課題: 刑事施設に関する文章のうち、「それでは、どのような変化が起こったのか確認していきましょう。」から「されるようになっていました。」までの部分（両端を含む）を、「看守台」を「監視台」に置き換えて書き直してください。

読む文章:
☆ ☆ ☆
牢屋、あるいは牢獄とは、罪人を閉じ込めておく所を示す言葉で江戸時代から使われているもので、明治時代以降は近代的な監獄制度に変化していったものです。しかし慣用句として、時代劇の中だけではなくこれらの言葉は社会に残り、現在でも使用されることは少なくありません。
一方で、もはや旧時代の制度であった監獄制度も、つい近年まで実質的には法令が残っていました。日本では「監獄法」によって刑事事件の被疑者や被告人、そして受刑者が収容される施設が運用されていたという事実があります。
本項では、これらの制度の移り変わりを踏まえて、刑事施設とは何かを見ていきます。
刑事事件に関係する収容施設は?
刑事事件の手続きにおいて、逮捕はされたもののまだ起訴されていない被疑者、起訴されて裁判の判決を待つ被告人、そして裁判で有罪となり刑罰が確定した受刑者といった人たちを、逃亡しないように身柄を拘束し、刑罰を与えるために収容される場所があります。
この場所はかつて牢屋や監獄と呼ばれていた施設なのですが、現在ではまとめて「刑事施設」と呼ばれるようになり、それぞれの刑事手続きの進み具合によって収容される場所は違ってきます。
原則として、警察に逮捕されて検察に送検されるまでは「留置場」に、勾留が始まり起訴され裁判において判決が下されるまでは「拘置所」に、実刑判決となり刑が確定すると「刑務所」に収容されることになっています。
手続きの進み方の状況やさまざまな事情により、本来ならば「拘置所」に収容されるべき人が「留置場」に入れられっぱなしという現実もありますが、本来ならばこの段階を踏んで移送されていくものです。
「刑事施設」に統一されたのは最近のこと
刑事事件の被疑者や被告人、受刑者が収容される場所が「刑事施設」という名称に統一されたのは比較的最近の、2006(平成18)年のことです。それまでの施設は、100年ほど昔の1908(明治41)年に制定された「監獄法」という法令に基づいて運営されていたのです。
社会情勢の変化や人権意識の移り変わりにもかかわらず、大きな改正はされずに「留置場」や「刑務所」は「監獄法」で運営されていました。「監獄法」には現代にそぐわない内容が多かった上に、施設に収容されている被疑者や被告人、あるいは受刑者の処遇に関してほとんどルールが明文化されていなかったのです。
それでは、どのような変化が起こったのか確認していきましょう。
「監獄法」から「刑事収容施設法」「被収容者処遇法」へ
刑事事件の被疑者、被告人、そして受刑者が収容される「留置場」、「拘置所」、そして「刑務所」については、この法令の改正を待たずに整備は進められていました。
例えば1980(昭和55)年以前に建てられた「留置場」は、収容者が入れられる居室と呼ばれる部屋が基本的には扇形に配置され、扇の要の位置に看守台があるという、監視する側の都合を重んじた形が主流でした。
しかし1980(昭和55)年から「留置施設における処遇改善」が行われ、常に監視されているという圧迫感を避け、向かい側の居室の中が丸見えにならないように、以降に新設される留置場はホテルの部屋のような櫛形に配置されるようになっていました。
☆ ☆ ☆
提供データ:
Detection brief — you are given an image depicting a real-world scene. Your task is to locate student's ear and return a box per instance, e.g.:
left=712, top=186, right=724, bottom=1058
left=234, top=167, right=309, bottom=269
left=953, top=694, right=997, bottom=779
☆ ☆ ☆
回答:
それでは、どのような変化が起こったのか確認していきましょう。
「監獄法」から「刑事収容施設法」「被収容者処遇法」へ
刑事事件の被疑者、被告人、そして受刑者が収容される「留置場」、「拘置所」、そして「刑務所」については、この法令の改正を待たずに整備は進められていました。
例えば1980(昭和55)年以前に建てられた「留置場」は、収容者が入れられる居室と呼ばれる部屋が基本的には扇形に配置され、扇の要の位置に監視台があるという、監視する側の都合を重んじた形が主流でした。
しかし1980(昭和55)年から「留置施設における処遇改善」が行われ、常に監視されているという圧迫感を避け、向かい側の居室の中が丸見えにならないように、以降に新設される留置場はホテルの部屋のような櫛形に配置されるようになっていました。